DO THIS
Retype the lines from the one with "Q: Point out each instance of the work" up to and including the one with "(1183, 142)", keeping each exactly as it is.

☆ ☆ ☆

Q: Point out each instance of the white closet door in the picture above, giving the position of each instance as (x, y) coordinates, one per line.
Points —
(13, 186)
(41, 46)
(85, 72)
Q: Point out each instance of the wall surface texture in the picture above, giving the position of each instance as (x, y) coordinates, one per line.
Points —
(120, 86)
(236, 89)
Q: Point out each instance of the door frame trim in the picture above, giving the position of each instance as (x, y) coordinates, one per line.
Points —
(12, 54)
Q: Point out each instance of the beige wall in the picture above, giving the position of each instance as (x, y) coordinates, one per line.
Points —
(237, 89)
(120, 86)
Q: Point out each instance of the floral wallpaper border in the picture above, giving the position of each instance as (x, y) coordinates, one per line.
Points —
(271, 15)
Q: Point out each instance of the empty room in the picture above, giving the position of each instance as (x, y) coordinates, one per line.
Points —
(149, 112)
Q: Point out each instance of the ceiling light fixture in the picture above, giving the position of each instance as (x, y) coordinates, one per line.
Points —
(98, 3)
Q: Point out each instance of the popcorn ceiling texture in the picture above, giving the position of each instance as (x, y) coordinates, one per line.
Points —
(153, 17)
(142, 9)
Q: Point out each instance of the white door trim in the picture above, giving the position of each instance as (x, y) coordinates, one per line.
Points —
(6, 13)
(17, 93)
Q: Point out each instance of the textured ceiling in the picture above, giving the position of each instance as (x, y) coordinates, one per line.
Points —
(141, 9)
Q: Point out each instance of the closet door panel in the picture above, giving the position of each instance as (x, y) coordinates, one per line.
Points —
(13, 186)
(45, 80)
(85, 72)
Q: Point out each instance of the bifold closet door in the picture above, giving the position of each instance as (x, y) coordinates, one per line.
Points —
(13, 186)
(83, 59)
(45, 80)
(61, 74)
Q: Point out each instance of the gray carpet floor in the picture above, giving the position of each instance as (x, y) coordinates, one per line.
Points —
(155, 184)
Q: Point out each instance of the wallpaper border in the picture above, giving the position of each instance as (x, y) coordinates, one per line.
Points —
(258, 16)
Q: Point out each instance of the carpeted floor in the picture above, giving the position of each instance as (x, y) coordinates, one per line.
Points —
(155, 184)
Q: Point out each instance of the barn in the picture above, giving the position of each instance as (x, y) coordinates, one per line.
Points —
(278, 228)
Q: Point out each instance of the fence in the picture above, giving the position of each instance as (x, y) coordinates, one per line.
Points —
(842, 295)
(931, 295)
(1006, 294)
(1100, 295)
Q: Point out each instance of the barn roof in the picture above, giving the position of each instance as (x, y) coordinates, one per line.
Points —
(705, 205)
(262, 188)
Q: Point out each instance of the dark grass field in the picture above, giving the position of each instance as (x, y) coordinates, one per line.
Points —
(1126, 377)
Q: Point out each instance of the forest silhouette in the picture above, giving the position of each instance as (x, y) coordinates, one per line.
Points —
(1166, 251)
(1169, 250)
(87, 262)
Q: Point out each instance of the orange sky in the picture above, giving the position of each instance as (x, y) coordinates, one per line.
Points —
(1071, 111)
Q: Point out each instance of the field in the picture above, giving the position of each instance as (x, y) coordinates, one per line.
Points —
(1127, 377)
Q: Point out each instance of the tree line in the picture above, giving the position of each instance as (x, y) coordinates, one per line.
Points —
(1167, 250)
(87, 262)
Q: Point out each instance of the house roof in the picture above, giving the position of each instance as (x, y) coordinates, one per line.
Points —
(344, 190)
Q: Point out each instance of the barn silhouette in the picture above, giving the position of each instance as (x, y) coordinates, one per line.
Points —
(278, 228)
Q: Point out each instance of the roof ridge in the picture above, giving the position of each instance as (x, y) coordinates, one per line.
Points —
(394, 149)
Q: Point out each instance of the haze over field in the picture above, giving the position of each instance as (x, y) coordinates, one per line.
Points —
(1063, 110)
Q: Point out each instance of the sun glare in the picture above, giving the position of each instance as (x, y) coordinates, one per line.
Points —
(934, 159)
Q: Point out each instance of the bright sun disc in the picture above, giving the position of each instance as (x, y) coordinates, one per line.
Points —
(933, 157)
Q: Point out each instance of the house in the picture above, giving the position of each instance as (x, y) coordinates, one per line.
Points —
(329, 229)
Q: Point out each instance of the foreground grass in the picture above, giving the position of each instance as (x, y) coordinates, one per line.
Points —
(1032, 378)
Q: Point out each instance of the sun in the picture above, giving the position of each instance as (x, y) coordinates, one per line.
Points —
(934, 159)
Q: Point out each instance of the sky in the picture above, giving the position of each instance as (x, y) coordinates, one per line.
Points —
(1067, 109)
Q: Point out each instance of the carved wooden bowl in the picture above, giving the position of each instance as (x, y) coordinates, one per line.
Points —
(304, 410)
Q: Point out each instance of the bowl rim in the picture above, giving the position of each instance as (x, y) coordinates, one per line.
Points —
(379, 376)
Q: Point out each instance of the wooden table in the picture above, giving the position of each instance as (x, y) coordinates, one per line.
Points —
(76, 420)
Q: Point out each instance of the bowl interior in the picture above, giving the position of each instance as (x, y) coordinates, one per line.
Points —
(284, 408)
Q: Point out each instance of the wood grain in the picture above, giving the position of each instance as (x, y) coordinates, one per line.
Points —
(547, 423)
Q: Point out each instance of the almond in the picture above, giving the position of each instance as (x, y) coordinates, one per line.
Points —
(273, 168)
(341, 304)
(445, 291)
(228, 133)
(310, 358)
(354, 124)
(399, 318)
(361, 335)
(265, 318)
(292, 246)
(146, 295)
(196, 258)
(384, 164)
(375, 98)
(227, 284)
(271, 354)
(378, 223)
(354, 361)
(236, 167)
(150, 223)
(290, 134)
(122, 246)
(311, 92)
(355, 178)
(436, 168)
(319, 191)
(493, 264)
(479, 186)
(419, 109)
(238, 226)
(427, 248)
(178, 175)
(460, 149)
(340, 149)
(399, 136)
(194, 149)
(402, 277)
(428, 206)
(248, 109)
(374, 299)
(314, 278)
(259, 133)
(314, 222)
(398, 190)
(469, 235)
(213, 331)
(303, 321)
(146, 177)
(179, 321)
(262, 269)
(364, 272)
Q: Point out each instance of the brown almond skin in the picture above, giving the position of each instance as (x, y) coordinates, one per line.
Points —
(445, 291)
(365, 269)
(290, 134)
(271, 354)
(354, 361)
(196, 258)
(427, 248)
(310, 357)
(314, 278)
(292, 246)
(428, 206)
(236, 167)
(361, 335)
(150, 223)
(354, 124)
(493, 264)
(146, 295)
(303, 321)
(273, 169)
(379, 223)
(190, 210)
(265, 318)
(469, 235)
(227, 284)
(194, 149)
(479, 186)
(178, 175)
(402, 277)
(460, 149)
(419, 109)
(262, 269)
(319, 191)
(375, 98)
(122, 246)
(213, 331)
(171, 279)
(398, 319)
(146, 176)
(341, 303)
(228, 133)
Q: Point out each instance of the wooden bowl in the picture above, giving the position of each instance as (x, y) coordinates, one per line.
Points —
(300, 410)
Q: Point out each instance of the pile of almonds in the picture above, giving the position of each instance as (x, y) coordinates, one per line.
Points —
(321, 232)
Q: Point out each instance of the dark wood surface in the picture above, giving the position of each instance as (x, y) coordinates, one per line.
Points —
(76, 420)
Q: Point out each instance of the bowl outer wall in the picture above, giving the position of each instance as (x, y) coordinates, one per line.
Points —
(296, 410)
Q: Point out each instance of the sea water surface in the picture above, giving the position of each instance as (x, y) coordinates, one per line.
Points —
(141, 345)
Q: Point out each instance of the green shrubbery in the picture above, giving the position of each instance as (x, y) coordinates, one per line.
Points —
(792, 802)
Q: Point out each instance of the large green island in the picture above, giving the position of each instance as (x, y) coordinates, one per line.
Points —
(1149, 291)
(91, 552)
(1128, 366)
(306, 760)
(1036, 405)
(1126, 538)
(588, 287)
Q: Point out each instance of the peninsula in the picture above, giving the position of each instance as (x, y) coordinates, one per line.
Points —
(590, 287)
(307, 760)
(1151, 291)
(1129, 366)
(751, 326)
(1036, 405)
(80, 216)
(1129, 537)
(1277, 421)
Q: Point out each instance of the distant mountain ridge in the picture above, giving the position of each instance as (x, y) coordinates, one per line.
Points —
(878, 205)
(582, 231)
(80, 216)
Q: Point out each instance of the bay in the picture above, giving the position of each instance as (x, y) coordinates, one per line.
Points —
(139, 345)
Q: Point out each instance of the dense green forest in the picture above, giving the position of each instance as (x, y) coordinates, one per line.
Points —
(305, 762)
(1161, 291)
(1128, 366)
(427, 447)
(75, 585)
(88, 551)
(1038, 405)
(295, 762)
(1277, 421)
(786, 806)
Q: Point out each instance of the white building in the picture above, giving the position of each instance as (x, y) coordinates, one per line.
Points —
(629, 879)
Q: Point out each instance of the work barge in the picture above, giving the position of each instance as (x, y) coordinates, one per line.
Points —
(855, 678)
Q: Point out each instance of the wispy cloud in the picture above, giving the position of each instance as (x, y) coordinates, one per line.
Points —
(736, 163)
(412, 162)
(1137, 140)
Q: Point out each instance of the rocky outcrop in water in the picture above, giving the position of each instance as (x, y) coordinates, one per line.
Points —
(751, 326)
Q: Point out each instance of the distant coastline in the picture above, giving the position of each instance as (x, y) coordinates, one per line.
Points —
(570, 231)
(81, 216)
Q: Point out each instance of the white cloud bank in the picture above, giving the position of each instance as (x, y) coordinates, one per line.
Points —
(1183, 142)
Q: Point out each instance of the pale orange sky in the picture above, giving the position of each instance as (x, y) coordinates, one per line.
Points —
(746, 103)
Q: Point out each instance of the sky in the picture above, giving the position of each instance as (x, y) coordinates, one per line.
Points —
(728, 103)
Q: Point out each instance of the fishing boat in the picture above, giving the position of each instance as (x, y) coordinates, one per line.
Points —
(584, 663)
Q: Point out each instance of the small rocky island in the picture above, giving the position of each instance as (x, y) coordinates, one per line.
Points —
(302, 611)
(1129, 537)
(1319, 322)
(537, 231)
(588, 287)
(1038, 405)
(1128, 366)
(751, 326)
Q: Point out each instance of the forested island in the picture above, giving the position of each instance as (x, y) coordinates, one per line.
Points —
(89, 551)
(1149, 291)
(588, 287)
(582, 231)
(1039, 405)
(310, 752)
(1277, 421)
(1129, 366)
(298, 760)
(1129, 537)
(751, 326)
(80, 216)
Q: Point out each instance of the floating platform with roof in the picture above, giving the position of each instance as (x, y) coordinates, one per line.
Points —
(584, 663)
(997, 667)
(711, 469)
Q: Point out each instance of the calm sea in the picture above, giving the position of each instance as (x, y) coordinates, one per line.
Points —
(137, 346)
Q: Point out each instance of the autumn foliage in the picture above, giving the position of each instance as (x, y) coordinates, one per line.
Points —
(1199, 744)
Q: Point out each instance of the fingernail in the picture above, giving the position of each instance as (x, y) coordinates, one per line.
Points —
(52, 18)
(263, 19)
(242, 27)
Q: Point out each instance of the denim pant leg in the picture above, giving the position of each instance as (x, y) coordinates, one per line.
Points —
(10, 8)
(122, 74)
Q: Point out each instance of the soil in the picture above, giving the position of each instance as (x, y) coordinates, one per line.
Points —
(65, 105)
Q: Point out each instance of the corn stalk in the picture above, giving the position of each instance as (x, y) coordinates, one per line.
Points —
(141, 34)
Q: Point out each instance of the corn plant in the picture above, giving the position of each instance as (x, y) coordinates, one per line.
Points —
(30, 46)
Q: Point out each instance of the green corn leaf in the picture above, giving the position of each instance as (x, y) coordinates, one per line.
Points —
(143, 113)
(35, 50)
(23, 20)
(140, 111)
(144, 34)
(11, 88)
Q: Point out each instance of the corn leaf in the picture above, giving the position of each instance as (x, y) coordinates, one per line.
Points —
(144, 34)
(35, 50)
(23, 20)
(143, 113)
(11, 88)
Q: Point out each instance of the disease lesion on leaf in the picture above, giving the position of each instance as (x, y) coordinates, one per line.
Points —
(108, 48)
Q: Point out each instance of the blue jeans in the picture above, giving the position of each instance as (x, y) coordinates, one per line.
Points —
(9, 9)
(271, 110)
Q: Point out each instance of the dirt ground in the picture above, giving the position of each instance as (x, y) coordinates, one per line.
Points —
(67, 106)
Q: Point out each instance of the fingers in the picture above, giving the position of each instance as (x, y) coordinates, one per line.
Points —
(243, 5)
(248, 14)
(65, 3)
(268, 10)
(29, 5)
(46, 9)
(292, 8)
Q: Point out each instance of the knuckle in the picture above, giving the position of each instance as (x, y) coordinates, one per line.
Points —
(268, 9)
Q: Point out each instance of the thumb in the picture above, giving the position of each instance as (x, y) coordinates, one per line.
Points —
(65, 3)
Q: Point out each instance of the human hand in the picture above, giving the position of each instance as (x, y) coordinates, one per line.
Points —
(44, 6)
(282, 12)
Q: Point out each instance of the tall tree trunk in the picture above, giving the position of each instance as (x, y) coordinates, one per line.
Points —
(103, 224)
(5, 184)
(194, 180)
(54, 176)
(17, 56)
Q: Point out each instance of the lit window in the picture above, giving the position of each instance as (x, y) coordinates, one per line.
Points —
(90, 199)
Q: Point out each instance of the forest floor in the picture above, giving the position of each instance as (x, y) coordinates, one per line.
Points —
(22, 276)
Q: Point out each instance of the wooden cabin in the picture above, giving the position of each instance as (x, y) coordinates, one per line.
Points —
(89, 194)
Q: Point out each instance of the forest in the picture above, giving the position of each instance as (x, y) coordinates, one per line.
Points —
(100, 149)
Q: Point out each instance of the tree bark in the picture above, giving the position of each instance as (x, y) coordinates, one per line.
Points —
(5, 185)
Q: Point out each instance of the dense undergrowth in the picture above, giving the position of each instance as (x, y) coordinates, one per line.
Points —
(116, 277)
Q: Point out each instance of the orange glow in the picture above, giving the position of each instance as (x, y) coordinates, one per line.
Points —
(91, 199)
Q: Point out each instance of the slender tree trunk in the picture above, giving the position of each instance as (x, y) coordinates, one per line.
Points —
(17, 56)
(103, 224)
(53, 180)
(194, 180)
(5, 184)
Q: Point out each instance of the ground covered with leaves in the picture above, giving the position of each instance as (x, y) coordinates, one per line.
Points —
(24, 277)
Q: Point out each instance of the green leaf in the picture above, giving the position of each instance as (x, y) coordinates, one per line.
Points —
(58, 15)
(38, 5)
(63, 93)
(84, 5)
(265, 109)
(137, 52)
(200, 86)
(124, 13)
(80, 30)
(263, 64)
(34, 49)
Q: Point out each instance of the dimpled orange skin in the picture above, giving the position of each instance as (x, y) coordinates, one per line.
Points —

☆ ☆ ☆

WRITTEN RESPONSE
Q: Point out each instance of the work barge in the picture above, giving the position of each instance as (x, y) coordinates, one per line.
Points —
(855, 678)
Q: Point out each instance of the wispy cloud in the picture above, giving the position of each instance as (x, y) coordinates, one per line.
Points —
(736, 163)
(412, 162)
(1137, 140)
Q: Point out each instance of the rocky outcrop in water in the picture above, giving the position of each instance as (x, y) coordinates, one per line.
Points —
(751, 326)
Q: Point out each instance of the distant coastline in the picture above, giving the position of each instance as (x, y) coordinates, one per line.
Points —
(570, 231)
(81, 216)
Q: Point out each instance of the white cloud bank in the picture above, giving the position of each instance as (x, y) coordinates, one per line.
Points —
(1183, 142)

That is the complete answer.